(Position identification records)
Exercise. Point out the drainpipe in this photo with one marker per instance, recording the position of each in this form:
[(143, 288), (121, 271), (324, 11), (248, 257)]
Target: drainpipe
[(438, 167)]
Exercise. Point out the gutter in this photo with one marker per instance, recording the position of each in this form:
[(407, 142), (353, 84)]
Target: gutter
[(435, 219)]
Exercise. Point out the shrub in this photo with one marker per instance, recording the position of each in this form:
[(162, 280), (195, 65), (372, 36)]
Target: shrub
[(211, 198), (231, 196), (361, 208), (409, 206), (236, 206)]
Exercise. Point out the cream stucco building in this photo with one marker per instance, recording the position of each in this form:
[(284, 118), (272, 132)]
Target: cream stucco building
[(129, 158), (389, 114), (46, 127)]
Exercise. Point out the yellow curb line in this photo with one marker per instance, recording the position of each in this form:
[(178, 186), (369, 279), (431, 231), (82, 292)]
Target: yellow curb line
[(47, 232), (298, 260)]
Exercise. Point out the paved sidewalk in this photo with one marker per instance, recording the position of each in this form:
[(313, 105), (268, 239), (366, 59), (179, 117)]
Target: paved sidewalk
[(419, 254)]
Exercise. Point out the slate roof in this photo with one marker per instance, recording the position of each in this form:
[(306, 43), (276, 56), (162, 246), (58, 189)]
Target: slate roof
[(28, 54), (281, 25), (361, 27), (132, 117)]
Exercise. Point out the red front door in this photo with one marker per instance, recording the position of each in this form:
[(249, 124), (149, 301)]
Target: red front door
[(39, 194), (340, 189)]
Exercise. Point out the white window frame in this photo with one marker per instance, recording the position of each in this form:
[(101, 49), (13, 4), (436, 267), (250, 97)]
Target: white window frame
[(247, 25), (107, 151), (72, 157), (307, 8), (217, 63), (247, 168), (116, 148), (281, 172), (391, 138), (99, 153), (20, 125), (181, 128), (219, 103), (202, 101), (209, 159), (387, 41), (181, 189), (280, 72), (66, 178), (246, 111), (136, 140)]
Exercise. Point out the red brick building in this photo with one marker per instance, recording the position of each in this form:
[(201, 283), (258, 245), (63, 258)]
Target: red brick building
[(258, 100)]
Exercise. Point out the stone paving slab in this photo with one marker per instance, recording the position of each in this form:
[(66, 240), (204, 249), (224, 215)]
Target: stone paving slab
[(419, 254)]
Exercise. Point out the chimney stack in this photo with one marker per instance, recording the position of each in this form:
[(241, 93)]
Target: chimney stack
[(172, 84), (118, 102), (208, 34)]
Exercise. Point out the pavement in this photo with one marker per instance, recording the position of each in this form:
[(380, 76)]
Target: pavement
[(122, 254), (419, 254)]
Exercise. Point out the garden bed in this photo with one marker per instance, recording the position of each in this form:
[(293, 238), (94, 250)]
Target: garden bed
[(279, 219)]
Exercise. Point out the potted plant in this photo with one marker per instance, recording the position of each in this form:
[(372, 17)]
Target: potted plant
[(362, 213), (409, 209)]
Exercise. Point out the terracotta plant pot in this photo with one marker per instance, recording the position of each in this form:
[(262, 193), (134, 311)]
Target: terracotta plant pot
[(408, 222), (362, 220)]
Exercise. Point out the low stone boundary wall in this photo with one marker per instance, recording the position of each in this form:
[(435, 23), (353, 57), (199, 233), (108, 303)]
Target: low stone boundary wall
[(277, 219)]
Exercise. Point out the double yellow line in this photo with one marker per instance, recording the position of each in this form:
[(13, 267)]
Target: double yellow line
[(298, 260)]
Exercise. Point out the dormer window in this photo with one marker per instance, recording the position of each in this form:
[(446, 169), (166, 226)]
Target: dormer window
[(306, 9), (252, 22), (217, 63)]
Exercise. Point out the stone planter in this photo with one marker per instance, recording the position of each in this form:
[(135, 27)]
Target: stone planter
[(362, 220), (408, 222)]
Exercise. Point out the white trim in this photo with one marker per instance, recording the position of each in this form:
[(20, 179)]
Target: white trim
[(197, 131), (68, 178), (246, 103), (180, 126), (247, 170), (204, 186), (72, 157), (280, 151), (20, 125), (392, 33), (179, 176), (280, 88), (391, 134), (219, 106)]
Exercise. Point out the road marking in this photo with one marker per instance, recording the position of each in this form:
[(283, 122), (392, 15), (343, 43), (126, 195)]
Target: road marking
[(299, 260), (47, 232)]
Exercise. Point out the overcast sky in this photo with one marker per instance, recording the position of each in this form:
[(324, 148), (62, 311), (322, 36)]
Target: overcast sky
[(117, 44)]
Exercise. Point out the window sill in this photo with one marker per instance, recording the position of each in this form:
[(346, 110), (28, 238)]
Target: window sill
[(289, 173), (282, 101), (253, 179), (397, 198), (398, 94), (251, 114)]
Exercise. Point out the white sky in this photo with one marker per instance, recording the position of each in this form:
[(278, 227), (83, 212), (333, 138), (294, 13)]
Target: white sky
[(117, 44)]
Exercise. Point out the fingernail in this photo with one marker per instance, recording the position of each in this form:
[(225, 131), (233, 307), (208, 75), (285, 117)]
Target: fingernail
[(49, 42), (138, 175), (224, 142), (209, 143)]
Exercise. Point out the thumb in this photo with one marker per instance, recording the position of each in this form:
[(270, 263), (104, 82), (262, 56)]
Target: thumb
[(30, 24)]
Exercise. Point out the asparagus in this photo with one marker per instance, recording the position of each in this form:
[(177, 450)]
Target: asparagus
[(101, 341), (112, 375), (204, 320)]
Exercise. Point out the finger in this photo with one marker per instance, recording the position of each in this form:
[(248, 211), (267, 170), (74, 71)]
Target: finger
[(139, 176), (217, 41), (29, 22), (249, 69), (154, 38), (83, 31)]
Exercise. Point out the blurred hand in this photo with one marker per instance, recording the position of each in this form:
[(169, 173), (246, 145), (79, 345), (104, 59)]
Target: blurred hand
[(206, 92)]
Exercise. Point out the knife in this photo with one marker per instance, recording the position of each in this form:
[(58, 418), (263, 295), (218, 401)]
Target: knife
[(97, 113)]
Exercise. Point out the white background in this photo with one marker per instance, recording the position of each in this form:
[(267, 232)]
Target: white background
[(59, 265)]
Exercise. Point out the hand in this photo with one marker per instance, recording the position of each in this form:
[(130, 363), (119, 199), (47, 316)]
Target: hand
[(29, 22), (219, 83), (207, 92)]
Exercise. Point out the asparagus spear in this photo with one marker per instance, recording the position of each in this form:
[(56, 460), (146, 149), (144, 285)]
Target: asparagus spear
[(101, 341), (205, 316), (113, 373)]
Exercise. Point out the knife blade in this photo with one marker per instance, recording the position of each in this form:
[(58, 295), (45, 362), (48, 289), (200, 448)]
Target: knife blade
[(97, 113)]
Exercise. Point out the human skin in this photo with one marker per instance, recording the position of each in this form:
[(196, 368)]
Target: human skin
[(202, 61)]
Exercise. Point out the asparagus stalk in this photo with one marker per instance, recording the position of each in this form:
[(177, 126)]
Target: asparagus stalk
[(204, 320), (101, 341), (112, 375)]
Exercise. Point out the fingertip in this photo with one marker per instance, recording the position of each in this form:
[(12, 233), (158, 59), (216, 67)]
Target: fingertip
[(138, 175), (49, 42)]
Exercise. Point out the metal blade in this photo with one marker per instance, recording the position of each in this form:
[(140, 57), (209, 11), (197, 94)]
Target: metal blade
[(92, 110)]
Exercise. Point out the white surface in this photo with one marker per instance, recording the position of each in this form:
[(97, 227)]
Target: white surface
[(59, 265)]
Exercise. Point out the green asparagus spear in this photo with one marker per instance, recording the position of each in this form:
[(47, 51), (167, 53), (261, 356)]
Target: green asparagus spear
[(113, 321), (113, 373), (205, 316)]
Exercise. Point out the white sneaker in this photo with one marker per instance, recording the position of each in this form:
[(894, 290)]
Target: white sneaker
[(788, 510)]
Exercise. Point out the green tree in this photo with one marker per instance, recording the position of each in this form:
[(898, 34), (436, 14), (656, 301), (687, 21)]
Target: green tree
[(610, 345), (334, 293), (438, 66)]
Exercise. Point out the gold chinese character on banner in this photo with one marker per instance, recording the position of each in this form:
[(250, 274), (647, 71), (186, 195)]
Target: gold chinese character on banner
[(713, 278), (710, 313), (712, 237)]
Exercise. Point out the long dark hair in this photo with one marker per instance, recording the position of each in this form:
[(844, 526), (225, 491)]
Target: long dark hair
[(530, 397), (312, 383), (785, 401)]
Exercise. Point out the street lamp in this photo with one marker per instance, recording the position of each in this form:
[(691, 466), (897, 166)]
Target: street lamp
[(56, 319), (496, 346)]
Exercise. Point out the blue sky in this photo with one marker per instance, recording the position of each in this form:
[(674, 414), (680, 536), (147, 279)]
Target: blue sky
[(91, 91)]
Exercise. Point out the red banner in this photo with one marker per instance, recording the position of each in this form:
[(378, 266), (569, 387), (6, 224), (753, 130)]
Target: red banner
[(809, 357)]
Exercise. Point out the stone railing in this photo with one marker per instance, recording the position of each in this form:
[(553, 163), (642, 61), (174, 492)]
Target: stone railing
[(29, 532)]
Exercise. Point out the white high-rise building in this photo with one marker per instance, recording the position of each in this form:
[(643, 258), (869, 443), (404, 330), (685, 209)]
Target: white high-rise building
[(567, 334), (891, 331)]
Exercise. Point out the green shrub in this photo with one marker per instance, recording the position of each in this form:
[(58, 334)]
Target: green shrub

Exercise requirements –
Format as a numbered list the lines that open with the one containing "Exercise. Point out the asparagus in" and close with the one containing "[(29, 22), (219, 83), (207, 92)]", both included, leaving out any blank lines.

Expected output –
1. Exercise. Point out the asparagus in this photo with one marker per instance, recording the position of each in this form:
2. [(177, 450)]
3. Target: asparagus
4. [(101, 341), (112, 375), (204, 320)]
5. Exercise. Point out the finger in this photo with one marker per instance, recording the position of each in this form:
6. [(248, 211), (267, 170), (74, 71)]
7. Target: finger
8. [(139, 176), (217, 41), (29, 22), (249, 69), (154, 38), (83, 31)]
9. Exercise. Point out the blurred hand in this photo with one marker per instance, recording the position of each in this form:
10. [(169, 173), (246, 145), (79, 345), (104, 59)]
11. Target: blurred hand
12. [(206, 92)]
13. Exercise. Point out the knife in this photo with one marker per instance, recording the position of each in this form:
14. [(58, 418), (263, 295), (218, 401)]
15. Target: knife
16. [(97, 113)]
17. Exercise. Point out the white background in this photo with one marker per instance, recording the position of each in this form:
18. [(267, 232)]
19. Target: white background
20. [(59, 265)]
21. Exercise. Point out the hand in this photo with one marker per instance, recording the position of each in this form:
22. [(130, 363), (119, 199), (47, 316)]
23. Target: hand
24. [(29, 22), (219, 83), (207, 92)]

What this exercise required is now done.